BEGIN SOURCE DATA

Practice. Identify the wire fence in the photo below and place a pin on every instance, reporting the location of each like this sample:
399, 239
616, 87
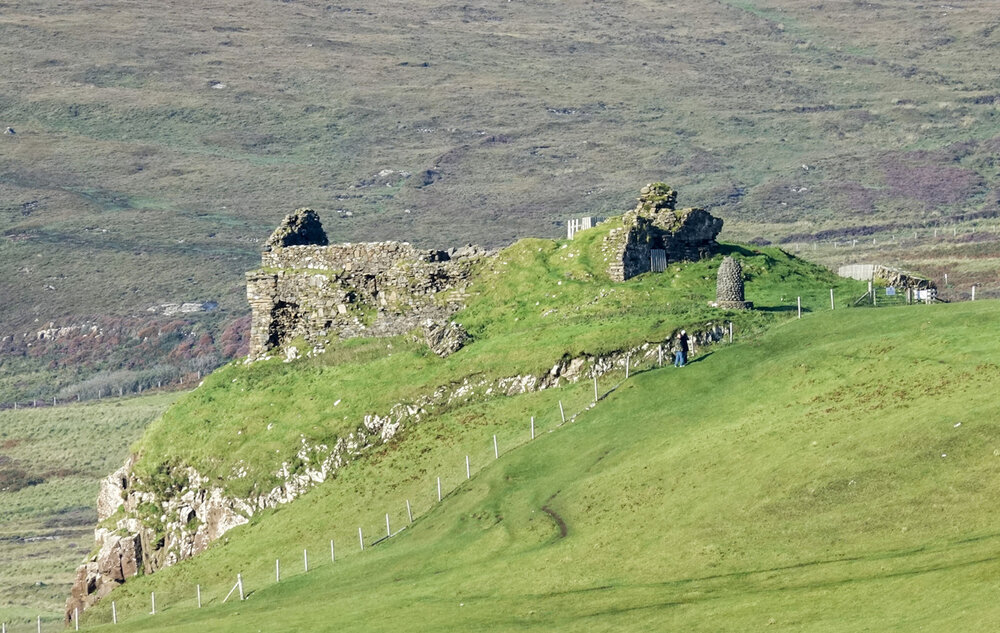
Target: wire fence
603, 378
569, 401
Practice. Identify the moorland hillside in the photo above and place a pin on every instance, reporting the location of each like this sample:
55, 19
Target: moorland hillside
153, 146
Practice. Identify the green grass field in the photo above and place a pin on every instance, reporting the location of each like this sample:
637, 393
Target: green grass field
51, 460
836, 473
538, 303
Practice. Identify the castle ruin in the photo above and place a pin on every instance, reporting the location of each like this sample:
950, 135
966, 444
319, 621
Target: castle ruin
656, 232
306, 288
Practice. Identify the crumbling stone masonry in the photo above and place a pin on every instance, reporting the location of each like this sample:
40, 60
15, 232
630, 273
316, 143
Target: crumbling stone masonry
655, 224
729, 286
307, 289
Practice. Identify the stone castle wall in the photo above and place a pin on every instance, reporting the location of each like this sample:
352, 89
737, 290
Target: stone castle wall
347, 290
683, 235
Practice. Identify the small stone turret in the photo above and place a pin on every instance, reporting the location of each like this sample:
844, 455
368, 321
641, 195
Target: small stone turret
729, 286
299, 228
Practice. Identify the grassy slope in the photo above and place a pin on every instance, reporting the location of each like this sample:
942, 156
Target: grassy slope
540, 301
47, 528
838, 473
157, 146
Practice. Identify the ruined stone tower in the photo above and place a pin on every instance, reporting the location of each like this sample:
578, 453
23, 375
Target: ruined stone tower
656, 233
729, 286
308, 289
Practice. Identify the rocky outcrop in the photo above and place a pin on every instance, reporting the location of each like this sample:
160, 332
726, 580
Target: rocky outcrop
655, 224
299, 228
444, 339
729, 286
157, 530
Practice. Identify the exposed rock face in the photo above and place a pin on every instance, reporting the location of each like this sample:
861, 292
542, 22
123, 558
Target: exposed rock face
138, 543
655, 224
444, 339
349, 290
299, 228
899, 279
192, 515
729, 286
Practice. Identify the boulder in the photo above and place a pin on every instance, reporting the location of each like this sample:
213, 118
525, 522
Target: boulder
444, 339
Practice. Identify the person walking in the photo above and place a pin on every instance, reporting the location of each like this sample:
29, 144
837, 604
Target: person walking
681, 349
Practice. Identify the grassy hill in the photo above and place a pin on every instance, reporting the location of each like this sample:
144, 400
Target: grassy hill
538, 303
835, 473
51, 460
156, 146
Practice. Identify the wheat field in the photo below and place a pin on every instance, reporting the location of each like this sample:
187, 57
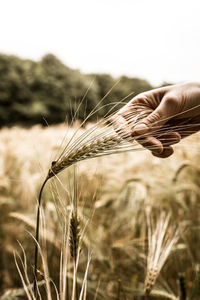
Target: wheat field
138, 219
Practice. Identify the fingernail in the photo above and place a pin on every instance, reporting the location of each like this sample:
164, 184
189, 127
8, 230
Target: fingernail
140, 129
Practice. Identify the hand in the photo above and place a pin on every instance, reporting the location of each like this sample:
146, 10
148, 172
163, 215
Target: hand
168, 115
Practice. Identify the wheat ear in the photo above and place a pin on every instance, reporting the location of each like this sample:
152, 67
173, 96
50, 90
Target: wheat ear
89, 150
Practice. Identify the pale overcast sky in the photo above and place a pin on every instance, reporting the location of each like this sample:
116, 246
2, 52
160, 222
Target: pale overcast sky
154, 39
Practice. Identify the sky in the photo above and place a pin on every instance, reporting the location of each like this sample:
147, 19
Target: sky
156, 40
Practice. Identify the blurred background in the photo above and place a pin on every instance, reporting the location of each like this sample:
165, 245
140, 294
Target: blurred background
53, 54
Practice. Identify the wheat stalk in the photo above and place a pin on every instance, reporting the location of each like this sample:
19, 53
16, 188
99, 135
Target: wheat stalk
74, 235
161, 239
95, 148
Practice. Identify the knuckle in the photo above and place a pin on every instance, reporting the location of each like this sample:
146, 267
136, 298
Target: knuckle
171, 100
153, 118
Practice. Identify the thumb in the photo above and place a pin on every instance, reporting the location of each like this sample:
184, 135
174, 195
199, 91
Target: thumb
155, 120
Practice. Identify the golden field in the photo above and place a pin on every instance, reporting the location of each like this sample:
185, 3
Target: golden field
120, 198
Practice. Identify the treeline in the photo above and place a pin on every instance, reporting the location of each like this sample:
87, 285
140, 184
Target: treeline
32, 92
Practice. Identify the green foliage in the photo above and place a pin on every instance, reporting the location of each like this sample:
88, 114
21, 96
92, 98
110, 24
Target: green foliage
33, 91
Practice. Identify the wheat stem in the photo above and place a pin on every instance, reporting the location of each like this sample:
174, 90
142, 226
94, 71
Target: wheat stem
37, 232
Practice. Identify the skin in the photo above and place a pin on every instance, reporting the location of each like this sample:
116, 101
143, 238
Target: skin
172, 113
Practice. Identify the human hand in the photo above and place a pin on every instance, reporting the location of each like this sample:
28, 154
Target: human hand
169, 114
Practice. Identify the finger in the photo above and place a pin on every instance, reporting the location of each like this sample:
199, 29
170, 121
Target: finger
166, 152
155, 120
169, 138
188, 130
151, 143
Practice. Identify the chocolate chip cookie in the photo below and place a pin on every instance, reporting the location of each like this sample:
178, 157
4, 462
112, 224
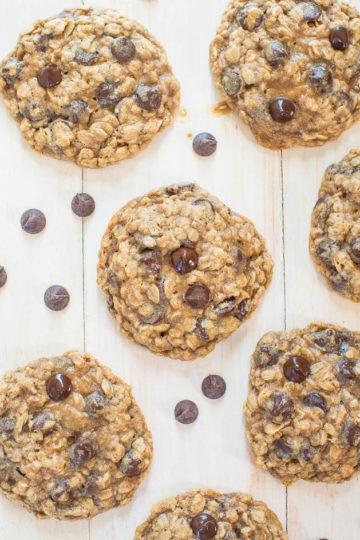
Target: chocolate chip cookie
89, 86
303, 407
73, 441
181, 271
335, 227
290, 69
207, 514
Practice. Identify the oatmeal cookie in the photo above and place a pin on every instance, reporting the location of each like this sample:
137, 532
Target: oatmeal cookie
303, 408
181, 271
89, 86
290, 69
207, 514
335, 227
73, 441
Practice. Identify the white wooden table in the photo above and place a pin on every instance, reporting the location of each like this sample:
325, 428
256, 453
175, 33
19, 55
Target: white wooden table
277, 190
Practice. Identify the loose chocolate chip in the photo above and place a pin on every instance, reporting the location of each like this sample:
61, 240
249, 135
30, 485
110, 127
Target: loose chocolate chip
225, 307
3, 276
148, 98
197, 296
351, 434
213, 386
315, 399
250, 17
204, 526
296, 369
152, 259
282, 109
49, 76
276, 53
204, 144
311, 11
321, 78
231, 82
85, 58
184, 260
339, 38
56, 298
281, 407
77, 112
83, 205
33, 221
123, 49
186, 412
58, 387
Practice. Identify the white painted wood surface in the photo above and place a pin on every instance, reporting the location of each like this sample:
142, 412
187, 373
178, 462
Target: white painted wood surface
276, 190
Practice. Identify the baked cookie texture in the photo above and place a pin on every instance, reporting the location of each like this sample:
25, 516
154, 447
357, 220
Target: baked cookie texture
73, 441
207, 514
89, 86
303, 408
335, 227
289, 69
181, 271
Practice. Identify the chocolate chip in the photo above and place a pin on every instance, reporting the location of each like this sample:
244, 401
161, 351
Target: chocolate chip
197, 296
58, 387
213, 386
49, 76
123, 49
282, 109
184, 260
296, 369
3, 276
56, 298
204, 526
231, 82
186, 412
276, 53
250, 17
351, 434
148, 98
77, 112
204, 144
315, 399
281, 407
33, 221
83, 204
85, 58
339, 38
321, 78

END SOURCE DATA

[TASK PROMPT] Give the data again exactly, image-free.

[ANSWER SPACE]
Practice. Identify the wire fence in the photo below and place a pin on every instance, reporting the location of each like this sample:
399, 239
616, 87
Target: wire fence
603, 378
569, 401
Practice. Identify the moorland hillside in the photo above and place a pin on every instance, reporting the location of each like this sample:
55, 19
Target: moorland hillside
153, 146
Practice. Identify the green grass field in the photo above and place a pin on every instance, reporting the location of each like this sample:
637, 393
Target: green grass field
51, 460
836, 473
538, 303
Practice. Identify the castle ruin in the photo above and place a pin on every instance, reporting the location of each like this sample:
950, 135
966, 444
319, 621
Target: castle ruin
656, 232
306, 288
Practice. Identify the crumbling stone masonry in the photo above and place a pin on every instance, reporting the location of each like this sample:
40, 60
15, 232
630, 273
316, 143
Target: crumbling stone masonry
655, 224
729, 286
307, 289
Practice. Identify the stone castle wall in the photo above and place a pin on every instance, reporting the location of each like this sample:
352, 89
737, 290
Target: stone castle wall
347, 290
683, 235
Practice. Identify the small stone turret in the photo above and place a pin on every instance, reporting the location of each like this sample:
844, 455
368, 321
641, 195
Target: small stone turret
729, 286
299, 228
Practice. Identify the grassy slope in the photo above and place a pin on every instance, reporting the location of each like this sample:
942, 156
Target: grassy slope
540, 301
47, 528
838, 473
157, 146
Practice. Identify the ruined stone tower in the photo above and place a pin on every instance, reporting the location of each like this sample:
578, 453
23, 375
Target: ruined stone tower
656, 233
729, 286
308, 289
Practice. Identify the rocky outcrop in the photo above and place a pin on every instance, reporting the location of each like this sample:
160, 332
726, 580
Target: rocky outcrop
655, 224
299, 228
444, 339
729, 286
157, 530
Practice. Identify the exposed rock face in the photo above and place a pin on every instance, reporting the location of each like this sample:
861, 292
542, 22
123, 558
Target: exposed rock face
138, 543
655, 224
444, 339
349, 290
299, 228
899, 279
192, 515
729, 286
Practice. Identify the boulder in the photo above and place a pin on every instance, reporting the location of each like this sample:
213, 118
525, 522
Target: boulder
444, 339
Practice. Identify the person walking in the photo above and place a pin on every instance, reporting the location of each like this sample:
29, 144
837, 604
Target: person walking
681, 349
Practice. Identify the grassy hill in the photo above and place a pin on every instance, reporting the location of each like this sample:
144, 400
Target: grassy hill
538, 303
835, 473
51, 460
156, 146
Practice. Identify the wheat field in the photo below and place a pin on every instance, reporting the location of each like this sample:
187, 57
Target: wheat field
138, 219
Practice. Identify the fingernail in the photo above and place a pin on every instance, reporting the location of each like this sample:
164, 184
189, 127
8, 230
Target: fingernail
140, 129
Practice. Identify the hand in the photo above and place a pin on every instance, reporting the location of each like this sample:
146, 10
148, 172
163, 215
Target: hand
168, 115
Practice. Identify the wheat ear in the photo above and place a pin on every instance, reporting the location of each like this sample:
152, 67
173, 96
50, 90
Target: wheat ear
89, 150
Practice. Identify the pale overcast sky in the photo above and place a pin on every instance, reporting the location of each like this sample:
116, 246
2, 52
160, 222
Target: pale overcast sky
154, 39
Practice. Identify the sky in the photo above and place a pin on every instance, reporting the location of each like this sample:
147, 19
Target: sky
156, 40
Practice. Identify the blurred background in the photo above and place a pin on every instance, reporting the location of each like this sample:
165, 245
140, 294
Target: blurred background
53, 54
Practice. Identify the wheat stalk in the photo above and place a pin on every instance, reporting the location of each like this sample:
19, 53
16, 188
99, 135
Target: wheat stalk
74, 235
161, 239
95, 148
Practice. Identify the knuckle in the photo above and place a pin on every instance, reporting the location of each like this sample:
146, 267
136, 298
Target: knuckle
171, 100
153, 118
Practice. Identify the thumb in the photo above and place a pin on every instance, reporting the location of each like this sample:
184, 135
174, 195
199, 91
Target: thumb
155, 120
Practice. Identify the golden field in the photo above and place a pin on every instance, reporting the location of each like this sample:
185, 3
Target: golden field
120, 198
Practice. Identify the treeline in the photo above and place a pin on every instance, reporting the location of each like this sample:
87, 285
140, 184
Target: treeline
32, 92
Practice. Identify the green foliage in the photo above and place a pin on every instance, reporting the location of each like this sample:
88, 114
21, 96
92, 98
110, 24
Target: green foliage
33, 91
Practice. Identify the wheat stem in the photo above and place a pin on every instance, reporting the location of each like this sample:
174, 90
142, 226
94, 71
Target: wheat stem
37, 232
Practice. Identify the skin in the photo above and place a pin on every instance, reporting the location of each like this sample:
116, 101
143, 238
Target: skin
172, 113
Practice. Identify the human hand in the photo above and place a pin on every instance, reporting the location of each like this sample:
28, 154
Target: human hand
169, 114
Practice. Identify the finger in the photo above and place a pin on every instance, reporting the location of each like this sample:
199, 29
170, 121
Target: finger
166, 152
155, 120
169, 138
188, 130
151, 143
Practice. Identify the chocolate chip cookie in the photo below and place a pin on every instance, reporting the location of each like this sample:
178, 157
4, 462
112, 224
Target: chocolate chip cookie
89, 86
303, 407
73, 441
181, 271
335, 227
290, 69
207, 514
Practice. Identify the oatmeal cookie in the photo above and place a pin on every instance, reporting the location of each like this sample:
137, 532
Target: oatmeal cookie
303, 408
181, 271
89, 86
290, 69
207, 514
335, 227
73, 441
Practice. Identify the white wooden table in the photo above and place a pin on every instance, reporting the location of each like this sample:
325, 428
256, 453
175, 33
19, 55
Target: white wooden table
277, 190
Practice. Identify the loose chocolate chip in the photo above and place a pin on every instance, reporting the location of each like this sample:
61, 240
249, 135
30, 485
110, 127
Target: loose chocolate chip
225, 307
3, 276
148, 98
197, 296
351, 434
213, 386
315, 399
250, 17
204, 526
296, 369
152, 259
282, 109
49, 76
276, 53
204, 144
311, 11
321, 78
231, 82
85, 58
184, 260
339, 38
56, 298
281, 407
77, 112
83, 205
33, 221
123, 49
186, 412
58, 387
Practice. Identify the white painted wood surface in the photo above and place a pin on every instance, reporting the location of each like this sample:
142, 412
187, 373
178, 462
Target: white painted wood surface
276, 190
Practice. Identify the baked cookie texture in the photo above and place a pin on every instance, reporting the location of each like this sample:
25, 516
154, 447
357, 220
Target: baked cookie texture
73, 441
207, 514
89, 86
303, 408
335, 227
289, 69
181, 271
Practice. Identify the chocolate chip in the photo above and place a pin on every instance, reporting the location of each like this sample:
244, 401
161, 351
Target: chocolate chip
197, 296
58, 387
213, 386
49, 76
123, 49
282, 109
184, 260
296, 369
3, 276
56, 298
204, 526
231, 82
186, 412
276, 53
250, 17
351, 434
148, 98
77, 112
204, 144
315, 399
281, 407
33, 221
83, 204
85, 58
339, 38
321, 78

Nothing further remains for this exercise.